» What the task requires
Return the listing below verbatim, every line unchanged and in its original order.

□ □ □ □

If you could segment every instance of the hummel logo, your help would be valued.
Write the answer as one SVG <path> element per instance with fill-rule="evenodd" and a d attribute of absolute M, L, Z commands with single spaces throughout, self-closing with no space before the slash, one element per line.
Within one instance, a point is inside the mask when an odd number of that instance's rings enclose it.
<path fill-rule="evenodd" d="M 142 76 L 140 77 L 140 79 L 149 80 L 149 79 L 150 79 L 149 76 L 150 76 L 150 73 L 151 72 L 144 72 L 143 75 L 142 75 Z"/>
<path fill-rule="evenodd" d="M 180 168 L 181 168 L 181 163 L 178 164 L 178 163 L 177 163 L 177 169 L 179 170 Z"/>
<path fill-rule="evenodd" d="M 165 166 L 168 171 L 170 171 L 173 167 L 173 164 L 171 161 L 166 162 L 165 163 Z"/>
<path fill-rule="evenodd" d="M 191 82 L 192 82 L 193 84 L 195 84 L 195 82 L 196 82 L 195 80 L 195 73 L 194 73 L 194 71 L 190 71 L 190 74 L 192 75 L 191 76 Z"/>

□ □ □ □

» Solution for this task
If you could segment every instance of the hummel logo, your help would be valued.
Write the answer as one SVG <path> element per instance with fill-rule="evenodd" and a d attribute of absolute M, L, Z commands with single spaces throughout, self-closing with no space before the slash, one element per line.
Within one instance, a point is inside the mask when an odd number of that instance's rings enclose it.
<path fill-rule="evenodd" d="M 142 76 L 140 77 L 140 79 L 149 80 L 149 79 L 150 79 L 149 76 L 150 76 L 150 73 L 151 72 L 144 72 L 143 75 L 142 75 Z"/>
<path fill-rule="evenodd" d="M 180 168 L 181 168 L 181 163 L 178 164 L 178 163 L 177 163 L 177 169 L 179 170 Z"/>
<path fill-rule="evenodd" d="M 165 166 L 168 171 L 170 171 L 173 167 L 173 164 L 171 161 L 166 162 L 165 163 Z"/>
<path fill-rule="evenodd" d="M 191 82 L 192 82 L 193 84 L 195 84 L 195 82 L 196 82 L 195 80 L 195 73 L 194 73 L 194 71 L 190 71 L 190 74 L 192 75 L 191 76 Z"/>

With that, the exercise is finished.